Could you update the items below by changing each "white sky" to "pale sky" and leaving everything else unchanged?

(Collected data)
— BEGIN —

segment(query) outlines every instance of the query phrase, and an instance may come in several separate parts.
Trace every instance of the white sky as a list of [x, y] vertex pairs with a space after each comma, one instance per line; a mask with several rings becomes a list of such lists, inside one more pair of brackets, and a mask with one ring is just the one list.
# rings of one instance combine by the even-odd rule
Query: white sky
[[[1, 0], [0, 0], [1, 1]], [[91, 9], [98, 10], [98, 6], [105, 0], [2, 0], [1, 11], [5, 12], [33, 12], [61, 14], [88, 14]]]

— END —

> **FINAL RESULT**
segment(query) outlines every instance of the query phrase, and an instance may come in several separate parts.
Trace every instance of the pale sky as a list of [x, y] vertex pairs with a space after each comma, one instance per line; a mask with several rings becomes a list of such lists, inside one more pair of brackets, and a mask with one ring is just the one list.
# rings of one instance combine by the even-odd rule
Query: pale sky
[[[1, 0], [0, 0], [1, 1]], [[91, 9], [98, 10], [98, 6], [105, 0], [2, 0], [1, 11], [5, 12], [33, 12], [61, 14], [88, 14]]]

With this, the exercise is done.